(GIVEN TASK)
Collect every line of the material that contains the word "patterned".

(EXERCISE MATERIAL)
__________________________________________________
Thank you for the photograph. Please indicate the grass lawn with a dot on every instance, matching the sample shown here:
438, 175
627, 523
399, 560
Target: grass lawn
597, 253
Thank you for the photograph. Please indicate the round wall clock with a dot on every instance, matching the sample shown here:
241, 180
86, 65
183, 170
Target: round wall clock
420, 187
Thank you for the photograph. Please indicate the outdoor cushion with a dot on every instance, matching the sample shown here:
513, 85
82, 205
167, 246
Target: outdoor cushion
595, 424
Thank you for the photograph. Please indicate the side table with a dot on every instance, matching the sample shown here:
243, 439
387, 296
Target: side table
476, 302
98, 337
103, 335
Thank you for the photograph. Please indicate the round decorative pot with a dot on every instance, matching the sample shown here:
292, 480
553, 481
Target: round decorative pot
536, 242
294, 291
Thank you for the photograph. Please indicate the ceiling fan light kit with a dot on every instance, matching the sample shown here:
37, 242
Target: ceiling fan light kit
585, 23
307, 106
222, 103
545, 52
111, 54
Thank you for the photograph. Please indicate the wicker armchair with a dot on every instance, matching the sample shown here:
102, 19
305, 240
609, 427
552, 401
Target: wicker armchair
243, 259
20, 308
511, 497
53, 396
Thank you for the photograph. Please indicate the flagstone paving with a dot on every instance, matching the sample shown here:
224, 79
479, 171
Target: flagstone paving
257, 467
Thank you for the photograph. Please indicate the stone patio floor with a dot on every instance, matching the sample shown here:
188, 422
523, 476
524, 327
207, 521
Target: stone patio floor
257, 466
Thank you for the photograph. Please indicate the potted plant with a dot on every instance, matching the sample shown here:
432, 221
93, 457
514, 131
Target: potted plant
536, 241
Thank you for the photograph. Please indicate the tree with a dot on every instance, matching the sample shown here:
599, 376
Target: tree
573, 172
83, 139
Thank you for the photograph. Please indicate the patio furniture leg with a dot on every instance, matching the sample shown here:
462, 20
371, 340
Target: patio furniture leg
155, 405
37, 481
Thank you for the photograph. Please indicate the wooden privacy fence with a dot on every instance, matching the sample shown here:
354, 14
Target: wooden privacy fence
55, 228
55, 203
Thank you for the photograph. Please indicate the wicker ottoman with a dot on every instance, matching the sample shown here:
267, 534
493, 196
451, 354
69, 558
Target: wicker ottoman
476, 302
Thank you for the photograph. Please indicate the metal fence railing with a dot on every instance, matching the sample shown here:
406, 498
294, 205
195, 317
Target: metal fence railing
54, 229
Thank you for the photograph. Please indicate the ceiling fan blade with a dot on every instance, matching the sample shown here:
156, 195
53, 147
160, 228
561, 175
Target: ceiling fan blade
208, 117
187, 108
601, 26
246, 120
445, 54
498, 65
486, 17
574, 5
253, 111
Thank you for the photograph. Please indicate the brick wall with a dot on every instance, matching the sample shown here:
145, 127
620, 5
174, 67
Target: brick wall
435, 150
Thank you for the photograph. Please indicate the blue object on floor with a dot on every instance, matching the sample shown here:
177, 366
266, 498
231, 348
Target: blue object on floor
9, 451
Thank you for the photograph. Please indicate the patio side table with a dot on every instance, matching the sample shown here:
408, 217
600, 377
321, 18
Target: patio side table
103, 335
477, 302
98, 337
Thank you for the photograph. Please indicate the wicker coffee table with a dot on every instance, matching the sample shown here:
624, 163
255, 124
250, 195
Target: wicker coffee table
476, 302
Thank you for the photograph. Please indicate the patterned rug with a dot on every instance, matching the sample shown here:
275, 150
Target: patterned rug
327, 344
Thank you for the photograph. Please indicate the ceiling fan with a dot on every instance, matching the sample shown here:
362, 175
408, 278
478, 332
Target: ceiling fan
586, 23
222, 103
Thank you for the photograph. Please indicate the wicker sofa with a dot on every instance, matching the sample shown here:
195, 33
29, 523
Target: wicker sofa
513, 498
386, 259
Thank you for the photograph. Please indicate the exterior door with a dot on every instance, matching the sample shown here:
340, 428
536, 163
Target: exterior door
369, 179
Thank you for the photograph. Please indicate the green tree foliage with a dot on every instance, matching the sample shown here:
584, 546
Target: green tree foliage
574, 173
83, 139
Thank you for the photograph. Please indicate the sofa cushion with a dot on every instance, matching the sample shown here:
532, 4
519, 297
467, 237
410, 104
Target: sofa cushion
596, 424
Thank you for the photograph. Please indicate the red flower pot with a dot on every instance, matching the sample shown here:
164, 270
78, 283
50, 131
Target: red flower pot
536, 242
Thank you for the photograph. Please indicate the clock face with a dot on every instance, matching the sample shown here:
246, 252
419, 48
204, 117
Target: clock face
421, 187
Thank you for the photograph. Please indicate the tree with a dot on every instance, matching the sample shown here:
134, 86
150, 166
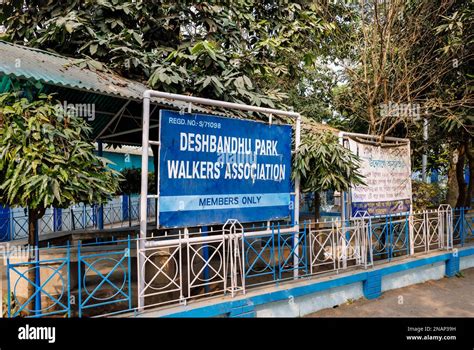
__________________________________________________
(SOLUTION)
Thank you for the photograph. Please indicate the patterned rug with a dot on every instance, matching the sample shown here:
Target: patterned rug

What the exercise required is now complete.